**Testo fornito**
=======
Nonostante ilselenio abbia molte proprietà positive, può rivelarsi dannoso per chi ne assume già abbastanza nella propria abituale dieta (tra cui gran parte della popolazione dei cosiddetti “paesi ricchi”), poichè aumenterebbe il rischio di sviluppare il diabete di tipo 2. A sostenerlo, è uno studio britannico pubblicato su “The Lancet”.
Il selenio è un micronutriente essenziale, naturalmente presente in piccole quantità negli alimenti, ed è necessario per una buona salute. La carenza di questo minerale è spesso collegato a un aumento del rischio di morte causato da un impoverimento della funzione immunitaria, oltre che a un rapido declino cognitivo.
Molti studi hanno confermato i benefici del selenio, che grazie alle sue proprietà antiossidanti è in grado di prevenire patologie croniche quali tumori e malattie cardiache, proteggendo le cellule dagli effetti dei radicali liberi. Inoltre, è essenziale per il normale funzionamento del sistema immunitario e della ghiandola tiroidea.
Gli alimenti vegetali sono le prinicipali fonti di selenio, ma si trova anche in alcuni tipi di carne e pesce. La dose giornaliera raccomandata, è poco più di 50 microgrammi.
=======
**Dati in ingresso**
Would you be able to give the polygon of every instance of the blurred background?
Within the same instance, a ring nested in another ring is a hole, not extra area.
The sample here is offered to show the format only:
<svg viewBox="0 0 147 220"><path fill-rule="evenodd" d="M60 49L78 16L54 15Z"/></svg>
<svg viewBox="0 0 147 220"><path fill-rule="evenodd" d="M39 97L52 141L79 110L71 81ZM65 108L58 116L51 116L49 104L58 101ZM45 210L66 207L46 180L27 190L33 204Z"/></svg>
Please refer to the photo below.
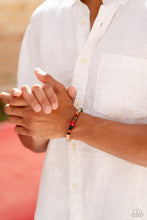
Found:
<svg viewBox="0 0 147 220"><path fill-rule="evenodd" d="M0 1L0 92L16 86L21 41L44 0ZM22 146L0 100L0 220L33 220L44 154Z"/></svg>

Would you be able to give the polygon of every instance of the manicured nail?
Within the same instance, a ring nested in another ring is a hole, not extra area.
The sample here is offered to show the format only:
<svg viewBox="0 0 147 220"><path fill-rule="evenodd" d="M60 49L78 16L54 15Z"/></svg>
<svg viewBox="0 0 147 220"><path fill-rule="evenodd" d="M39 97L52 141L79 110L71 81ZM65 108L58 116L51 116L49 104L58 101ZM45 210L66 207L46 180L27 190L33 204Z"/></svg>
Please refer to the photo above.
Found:
<svg viewBox="0 0 147 220"><path fill-rule="evenodd" d="M37 72L41 73L41 75L47 75L46 72L44 72L42 69L40 69L39 67L36 68Z"/></svg>
<svg viewBox="0 0 147 220"><path fill-rule="evenodd" d="M54 110L56 110L56 109L58 108L57 103L53 103L53 104L52 104L52 107L53 107Z"/></svg>
<svg viewBox="0 0 147 220"><path fill-rule="evenodd" d="M35 112L40 112L41 111L41 106L39 104L36 104L34 106L34 110L35 110Z"/></svg>
<svg viewBox="0 0 147 220"><path fill-rule="evenodd" d="M46 106L45 108L44 108L44 112L46 113L46 114L50 114L51 113L51 107L50 106Z"/></svg>

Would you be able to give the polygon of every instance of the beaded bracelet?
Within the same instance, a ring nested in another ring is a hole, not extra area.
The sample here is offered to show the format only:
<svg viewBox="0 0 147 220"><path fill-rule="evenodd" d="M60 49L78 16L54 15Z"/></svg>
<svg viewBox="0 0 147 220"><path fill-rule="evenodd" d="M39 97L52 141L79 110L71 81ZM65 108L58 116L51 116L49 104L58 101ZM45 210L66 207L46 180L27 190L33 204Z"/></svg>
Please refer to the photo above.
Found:
<svg viewBox="0 0 147 220"><path fill-rule="evenodd" d="M77 110L77 112L75 113L73 119L72 119L71 122L70 122L70 126L69 126L69 128L68 128L67 135L66 135L67 141L70 141L70 140L71 140L71 137L70 137L70 135L71 135L71 130L72 130L73 127L75 126L76 121L78 120L78 117L79 117L79 115L80 115L81 112L83 112L83 109L82 109L82 108L79 108L79 109Z"/></svg>

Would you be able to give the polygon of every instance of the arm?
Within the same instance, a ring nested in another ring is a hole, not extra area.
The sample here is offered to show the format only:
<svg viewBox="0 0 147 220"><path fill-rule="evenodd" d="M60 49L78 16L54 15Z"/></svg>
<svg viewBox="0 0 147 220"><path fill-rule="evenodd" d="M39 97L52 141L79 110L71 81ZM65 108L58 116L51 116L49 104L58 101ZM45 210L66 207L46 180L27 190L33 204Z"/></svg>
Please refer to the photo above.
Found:
<svg viewBox="0 0 147 220"><path fill-rule="evenodd" d="M18 134L18 137L26 148L36 153L45 152L47 150L49 139L31 137L31 136L21 135L21 134Z"/></svg>
<svg viewBox="0 0 147 220"><path fill-rule="evenodd" d="M147 124L124 124L81 113L71 137L147 167Z"/></svg>

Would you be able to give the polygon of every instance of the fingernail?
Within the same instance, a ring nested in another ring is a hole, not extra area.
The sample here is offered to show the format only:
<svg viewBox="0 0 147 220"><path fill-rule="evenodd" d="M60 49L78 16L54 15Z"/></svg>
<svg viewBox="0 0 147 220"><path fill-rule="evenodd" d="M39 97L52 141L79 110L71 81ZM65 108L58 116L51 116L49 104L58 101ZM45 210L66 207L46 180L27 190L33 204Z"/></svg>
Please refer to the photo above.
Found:
<svg viewBox="0 0 147 220"><path fill-rule="evenodd" d="M50 114L50 113L51 113L51 107L50 107L50 106L46 106L46 107L44 108L44 112L45 112L46 114Z"/></svg>
<svg viewBox="0 0 147 220"><path fill-rule="evenodd" d="M35 110L35 112L40 112L41 111L41 106L39 104L36 104L34 106L34 110Z"/></svg>
<svg viewBox="0 0 147 220"><path fill-rule="evenodd" d="M46 72L44 72L42 69L40 69L39 67L36 68L37 72L41 73L41 75L47 75Z"/></svg>
<svg viewBox="0 0 147 220"><path fill-rule="evenodd" d="M53 107L54 110L56 110L56 109L58 108L57 103L53 103L53 104L52 104L52 107Z"/></svg>

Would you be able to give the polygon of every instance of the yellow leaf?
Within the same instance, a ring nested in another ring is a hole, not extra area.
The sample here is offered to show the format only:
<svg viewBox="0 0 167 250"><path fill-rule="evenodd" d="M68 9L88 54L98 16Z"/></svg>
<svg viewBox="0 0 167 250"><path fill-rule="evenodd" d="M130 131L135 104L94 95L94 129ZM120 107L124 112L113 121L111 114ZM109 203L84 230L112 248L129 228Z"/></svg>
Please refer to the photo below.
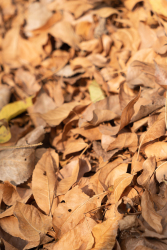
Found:
<svg viewBox="0 0 167 250"><path fill-rule="evenodd" d="M4 106L0 111L0 120L6 119L7 121L25 112L28 107L32 106L32 96L25 99L25 101L17 101L9 103Z"/></svg>
<svg viewBox="0 0 167 250"><path fill-rule="evenodd" d="M167 8L167 2L166 0L149 0L150 5L152 7L152 10L156 13L167 16L166 8Z"/></svg>
<svg viewBox="0 0 167 250"><path fill-rule="evenodd" d="M0 123L0 143L5 143L11 138L10 129L8 126Z"/></svg>
<svg viewBox="0 0 167 250"><path fill-rule="evenodd" d="M89 94L92 102L97 102L105 98L105 95L96 80L93 80L89 85Z"/></svg>

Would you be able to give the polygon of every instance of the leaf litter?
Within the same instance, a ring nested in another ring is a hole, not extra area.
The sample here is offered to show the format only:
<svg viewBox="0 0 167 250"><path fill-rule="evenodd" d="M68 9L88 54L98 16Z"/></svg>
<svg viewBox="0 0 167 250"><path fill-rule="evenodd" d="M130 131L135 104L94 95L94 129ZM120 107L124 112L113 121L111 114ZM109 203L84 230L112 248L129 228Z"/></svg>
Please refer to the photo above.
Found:
<svg viewBox="0 0 167 250"><path fill-rule="evenodd" d="M0 3L2 249L167 249L164 6Z"/></svg>

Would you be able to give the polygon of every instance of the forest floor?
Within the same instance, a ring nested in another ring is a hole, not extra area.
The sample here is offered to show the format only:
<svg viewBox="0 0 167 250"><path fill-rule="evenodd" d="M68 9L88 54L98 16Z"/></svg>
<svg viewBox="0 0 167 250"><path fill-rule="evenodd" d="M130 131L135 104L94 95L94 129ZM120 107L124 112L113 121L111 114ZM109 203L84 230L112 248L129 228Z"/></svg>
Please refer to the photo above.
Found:
<svg viewBox="0 0 167 250"><path fill-rule="evenodd" d="M167 2L0 1L2 250L167 249Z"/></svg>

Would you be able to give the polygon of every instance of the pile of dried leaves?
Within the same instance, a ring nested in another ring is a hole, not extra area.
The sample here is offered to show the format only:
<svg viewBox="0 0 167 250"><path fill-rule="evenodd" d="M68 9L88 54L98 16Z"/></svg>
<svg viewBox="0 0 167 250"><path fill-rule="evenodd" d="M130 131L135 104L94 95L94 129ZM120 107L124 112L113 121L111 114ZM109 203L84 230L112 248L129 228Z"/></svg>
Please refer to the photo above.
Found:
<svg viewBox="0 0 167 250"><path fill-rule="evenodd" d="M3 250L167 249L166 9L0 1Z"/></svg>

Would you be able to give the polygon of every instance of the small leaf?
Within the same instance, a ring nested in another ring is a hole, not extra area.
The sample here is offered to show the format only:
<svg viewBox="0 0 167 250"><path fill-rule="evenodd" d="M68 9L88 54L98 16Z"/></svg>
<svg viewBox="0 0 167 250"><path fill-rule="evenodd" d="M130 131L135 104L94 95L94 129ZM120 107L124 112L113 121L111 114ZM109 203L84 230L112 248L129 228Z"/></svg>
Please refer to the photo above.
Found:
<svg viewBox="0 0 167 250"><path fill-rule="evenodd" d="M28 107L32 106L32 96L26 98L25 101L18 101L7 104L0 111L0 120L6 119L7 121L25 112Z"/></svg>
<svg viewBox="0 0 167 250"><path fill-rule="evenodd" d="M10 138L11 133L8 124L4 124L3 121L0 121L0 143L5 143L9 141Z"/></svg>
<svg viewBox="0 0 167 250"><path fill-rule="evenodd" d="M89 94L92 102L97 102L105 98L105 95L96 80L93 80L89 85Z"/></svg>

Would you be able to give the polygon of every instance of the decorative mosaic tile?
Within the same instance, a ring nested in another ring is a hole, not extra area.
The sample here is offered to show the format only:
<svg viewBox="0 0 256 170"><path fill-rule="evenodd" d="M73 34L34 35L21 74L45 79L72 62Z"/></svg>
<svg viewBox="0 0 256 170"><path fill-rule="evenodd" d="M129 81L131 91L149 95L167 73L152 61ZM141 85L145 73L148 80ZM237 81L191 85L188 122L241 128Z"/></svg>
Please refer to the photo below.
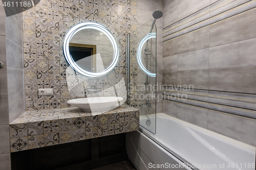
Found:
<svg viewBox="0 0 256 170"><path fill-rule="evenodd" d="M120 122L125 122L129 121L129 112L121 112L119 113Z"/></svg>
<svg viewBox="0 0 256 170"><path fill-rule="evenodd" d="M58 144L59 141L59 132L49 133L44 134L45 147Z"/></svg>
<svg viewBox="0 0 256 170"><path fill-rule="evenodd" d="M59 144L66 143L72 141L72 131L59 132Z"/></svg>
<svg viewBox="0 0 256 170"><path fill-rule="evenodd" d="M10 125L10 137L11 138L24 137L28 135L26 123Z"/></svg>
<svg viewBox="0 0 256 170"><path fill-rule="evenodd" d="M29 136L44 134L44 122L28 122L28 135Z"/></svg>
<svg viewBox="0 0 256 170"><path fill-rule="evenodd" d="M98 137L98 127L90 127L86 128L86 139L92 139Z"/></svg>
<svg viewBox="0 0 256 170"><path fill-rule="evenodd" d="M11 153L27 150L28 136L20 137L10 139Z"/></svg>
<svg viewBox="0 0 256 170"><path fill-rule="evenodd" d="M110 125L110 135L120 133L119 124Z"/></svg>
<svg viewBox="0 0 256 170"><path fill-rule="evenodd" d="M86 139L86 129L73 130L72 141L76 141L85 140Z"/></svg>
<svg viewBox="0 0 256 170"><path fill-rule="evenodd" d="M49 120L44 121L44 133L53 133L59 131L59 120Z"/></svg>
<svg viewBox="0 0 256 170"><path fill-rule="evenodd" d="M120 123L120 133L130 132L130 124L129 122Z"/></svg>
<svg viewBox="0 0 256 170"><path fill-rule="evenodd" d="M42 148L45 147L44 134L28 136L28 149Z"/></svg>
<svg viewBox="0 0 256 170"><path fill-rule="evenodd" d="M82 129L86 128L86 117L77 117L72 118L73 129Z"/></svg>
<svg viewBox="0 0 256 170"><path fill-rule="evenodd" d="M98 126L98 115L86 116L86 128Z"/></svg>

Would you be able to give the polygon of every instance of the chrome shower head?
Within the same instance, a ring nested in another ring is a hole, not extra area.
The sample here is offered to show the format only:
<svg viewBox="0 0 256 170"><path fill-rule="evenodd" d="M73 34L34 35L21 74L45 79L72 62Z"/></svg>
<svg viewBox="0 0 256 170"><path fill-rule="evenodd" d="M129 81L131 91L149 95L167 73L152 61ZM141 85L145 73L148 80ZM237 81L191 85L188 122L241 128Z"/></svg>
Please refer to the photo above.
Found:
<svg viewBox="0 0 256 170"><path fill-rule="evenodd" d="M161 18L163 16L163 12L160 10L156 10L153 12L153 17L156 19Z"/></svg>

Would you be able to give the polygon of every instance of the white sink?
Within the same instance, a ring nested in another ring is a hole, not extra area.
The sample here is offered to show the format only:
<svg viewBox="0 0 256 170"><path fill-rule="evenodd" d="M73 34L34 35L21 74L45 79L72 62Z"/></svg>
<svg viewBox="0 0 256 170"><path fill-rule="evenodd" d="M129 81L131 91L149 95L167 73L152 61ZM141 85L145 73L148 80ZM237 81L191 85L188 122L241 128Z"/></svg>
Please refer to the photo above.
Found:
<svg viewBox="0 0 256 170"><path fill-rule="evenodd" d="M120 97L95 97L70 100L68 103L72 104L86 112L109 111L119 106Z"/></svg>

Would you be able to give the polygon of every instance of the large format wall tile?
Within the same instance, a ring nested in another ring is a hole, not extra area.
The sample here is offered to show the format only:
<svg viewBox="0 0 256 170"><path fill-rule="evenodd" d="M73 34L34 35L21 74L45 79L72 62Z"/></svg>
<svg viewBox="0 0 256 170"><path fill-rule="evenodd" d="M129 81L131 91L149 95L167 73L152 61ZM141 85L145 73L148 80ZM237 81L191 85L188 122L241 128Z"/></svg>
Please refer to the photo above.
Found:
<svg viewBox="0 0 256 170"><path fill-rule="evenodd" d="M177 84L188 87L193 85L194 89L208 89L208 69L178 71Z"/></svg>
<svg viewBox="0 0 256 170"><path fill-rule="evenodd" d="M163 57L178 54L178 38L163 42Z"/></svg>
<svg viewBox="0 0 256 170"><path fill-rule="evenodd" d="M10 154L0 155L1 170L11 169L11 155Z"/></svg>
<svg viewBox="0 0 256 170"><path fill-rule="evenodd" d="M208 129L255 147L255 119L208 111Z"/></svg>
<svg viewBox="0 0 256 170"><path fill-rule="evenodd" d="M0 125L9 124L8 96L0 95Z"/></svg>
<svg viewBox="0 0 256 170"><path fill-rule="evenodd" d="M170 17L170 16L172 16L172 17ZM164 14L163 16L163 27L166 27L178 21L178 6L176 6Z"/></svg>
<svg viewBox="0 0 256 170"><path fill-rule="evenodd" d="M209 68L256 65L256 38L210 48Z"/></svg>
<svg viewBox="0 0 256 170"><path fill-rule="evenodd" d="M207 128L206 109L178 104L177 118L202 128Z"/></svg>
<svg viewBox="0 0 256 170"><path fill-rule="evenodd" d="M0 154L10 153L9 125L0 126ZM3 163L1 162L1 164Z"/></svg>
<svg viewBox="0 0 256 170"><path fill-rule="evenodd" d="M23 49L13 40L6 37L6 65L16 68L23 68Z"/></svg>
<svg viewBox="0 0 256 170"><path fill-rule="evenodd" d="M256 93L256 66L209 69L209 90Z"/></svg>
<svg viewBox="0 0 256 170"><path fill-rule="evenodd" d="M178 5L178 19L183 19L209 5L210 0L184 0Z"/></svg>
<svg viewBox="0 0 256 170"><path fill-rule="evenodd" d="M177 55L163 58L163 72L177 70Z"/></svg>
<svg viewBox="0 0 256 170"><path fill-rule="evenodd" d="M178 37L178 54L209 47L209 30L207 26Z"/></svg>
<svg viewBox="0 0 256 170"><path fill-rule="evenodd" d="M210 47L256 37L256 10L210 26Z"/></svg>
<svg viewBox="0 0 256 170"><path fill-rule="evenodd" d="M164 15L165 13L172 9L178 5L178 0L163 0L163 12Z"/></svg>
<svg viewBox="0 0 256 170"><path fill-rule="evenodd" d="M177 117L177 103L163 100L163 113Z"/></svg>
<svg viewBox="0 0 256 170"><path fill-rule="evenodd" d="M207 69L209 48L198 50L178 55L178 70Z"/></svg>

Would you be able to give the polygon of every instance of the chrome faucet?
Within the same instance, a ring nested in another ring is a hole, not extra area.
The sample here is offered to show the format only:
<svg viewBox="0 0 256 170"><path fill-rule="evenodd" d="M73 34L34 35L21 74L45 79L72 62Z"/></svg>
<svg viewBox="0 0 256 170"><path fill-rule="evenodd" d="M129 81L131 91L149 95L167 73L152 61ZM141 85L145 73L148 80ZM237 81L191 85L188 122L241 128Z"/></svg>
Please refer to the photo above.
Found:
<svg viewBox="0 0 256 170"><path fill-rule="evenodd" d="M153 108L151 106L151 104L150 103L150 101L147 101L146 102L146 105L143 105L142 104L140 104L140 108L142 108L142 107L147 107L147 108L148 108L148 109L152 109Z"/></svg>
<svg viewBox="0 0 256 170"><path fill-rule="evenodd" d="M94 83L92 87L90 87L89 86L87 87L86 89L88 90L88 91L93 91L93 92L95 93L99 90L101 90L101 87L99 86L96 86L97 83Z"/></svg>

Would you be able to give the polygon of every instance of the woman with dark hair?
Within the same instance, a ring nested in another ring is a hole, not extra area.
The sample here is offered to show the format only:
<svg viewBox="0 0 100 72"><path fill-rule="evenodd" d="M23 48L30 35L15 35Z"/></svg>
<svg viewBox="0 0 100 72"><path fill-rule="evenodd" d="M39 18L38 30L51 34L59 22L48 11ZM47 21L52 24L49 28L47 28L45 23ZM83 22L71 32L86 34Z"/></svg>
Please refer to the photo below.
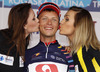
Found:
<svg viewBox="0 0 100 72"><path fill-rule="evenodd" d="M8 28L0 30L0 72L22 72L30 33L39 30L39 20L31 4L14 6L9 13Z"/></svg>
<svg viewBox="0 0 100 72"><path fill-rule="evenodd" d="M89 11L73 6L61 21L60 34L69 38L79 72L100 72L100 42Z"/></svg>

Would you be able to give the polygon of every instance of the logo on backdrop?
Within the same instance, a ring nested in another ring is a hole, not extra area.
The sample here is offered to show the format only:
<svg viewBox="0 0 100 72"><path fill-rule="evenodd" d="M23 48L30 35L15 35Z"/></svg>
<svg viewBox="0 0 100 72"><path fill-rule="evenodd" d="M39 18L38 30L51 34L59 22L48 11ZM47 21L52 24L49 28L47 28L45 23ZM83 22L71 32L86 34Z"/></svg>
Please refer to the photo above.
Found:
<svg viewBox="0 0 100 72"><path fill-rule="evenodd" d="M0 6L4 1L4 7L11 8L20 3L31 3L37 9L44 2L56 3L61 10L67 10L71 6L83 7L89 11L100 11L100 0L0 0Z"/></svg>
<svg viewBox="0 0 100 72"><path fill-rule="evenodd" d="M58 69L54 64L39 64L36 66L36 72L58 72Z"/></svg>

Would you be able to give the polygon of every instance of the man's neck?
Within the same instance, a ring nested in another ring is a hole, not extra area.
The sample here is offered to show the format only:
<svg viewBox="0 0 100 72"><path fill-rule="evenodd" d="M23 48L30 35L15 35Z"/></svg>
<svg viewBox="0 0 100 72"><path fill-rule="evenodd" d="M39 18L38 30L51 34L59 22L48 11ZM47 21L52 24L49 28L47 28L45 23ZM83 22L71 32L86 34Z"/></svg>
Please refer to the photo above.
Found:
<svg viewBox="0 0 100 72"><path fill-rule="evenodd" d="M43 36L40 36L40 40L42 42L49 43L49 42L55 41L56 38L55 37L43 37Z"/></svg>

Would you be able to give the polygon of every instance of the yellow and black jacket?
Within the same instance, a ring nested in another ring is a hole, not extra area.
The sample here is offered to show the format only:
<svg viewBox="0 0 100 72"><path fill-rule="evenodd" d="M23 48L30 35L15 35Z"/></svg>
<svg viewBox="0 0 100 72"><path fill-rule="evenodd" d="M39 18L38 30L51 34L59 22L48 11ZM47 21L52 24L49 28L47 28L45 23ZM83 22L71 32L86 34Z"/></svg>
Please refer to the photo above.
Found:
<svg viewBox="0 0 100 72"><path fill-rule="evenodd" d="M78 65L79 72L100 72L100 51L91 46L88 51L86 47L80 47L73 55L74 64Z"/></svg>

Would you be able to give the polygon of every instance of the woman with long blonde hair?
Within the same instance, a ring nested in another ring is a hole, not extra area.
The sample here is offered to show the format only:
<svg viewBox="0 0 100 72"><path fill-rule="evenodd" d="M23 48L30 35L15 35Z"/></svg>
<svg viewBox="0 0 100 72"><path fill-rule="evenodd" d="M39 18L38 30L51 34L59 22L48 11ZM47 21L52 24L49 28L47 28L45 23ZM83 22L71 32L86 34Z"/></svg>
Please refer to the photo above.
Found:
<svg viewBox="0 0 100 72"><path fill-rule="evenodd" d="M8 28L0 30L0 72L23 72L30 34L39 30L39 20L29 3L11 8Z"/></svg>
<svg viewBox="0 0 100 72"><path fill-rule="evenodd" d="M100 71L100 42L91 14L81 7L70 7L61 21L60 34L69 38L71 53L79 72Z"/></svg>

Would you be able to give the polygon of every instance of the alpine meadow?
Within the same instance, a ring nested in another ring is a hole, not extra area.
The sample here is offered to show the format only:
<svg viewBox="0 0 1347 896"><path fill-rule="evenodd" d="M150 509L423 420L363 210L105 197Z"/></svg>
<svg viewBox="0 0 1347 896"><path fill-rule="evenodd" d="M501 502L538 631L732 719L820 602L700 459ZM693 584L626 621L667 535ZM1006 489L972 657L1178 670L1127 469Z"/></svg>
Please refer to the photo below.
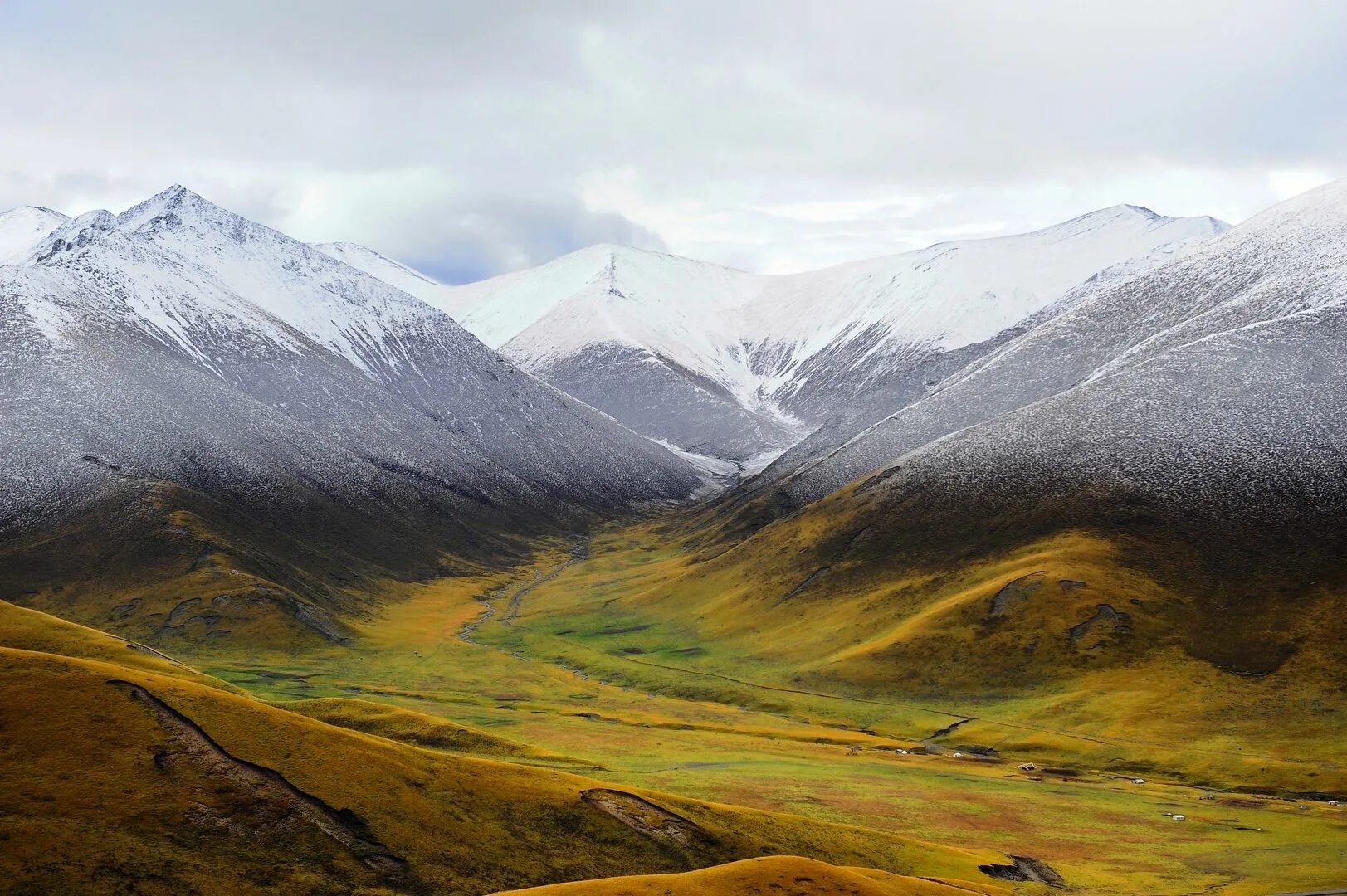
=======
**Istruzioni**
Rispondi a queste domande sul testo sul selenio:
1. Su quale rivista è uscito lo studio britannico citato?
2. Oltre al rischio di morte, a quale declino è collegata la carenza di selenio?
3. Qual è la dose giornaliera raccomandata di selenio?

**Risultato**
1. Su "The Lancet".
2. A un rapido declino cognitivo.
3. Poco più di 50 microgrammi.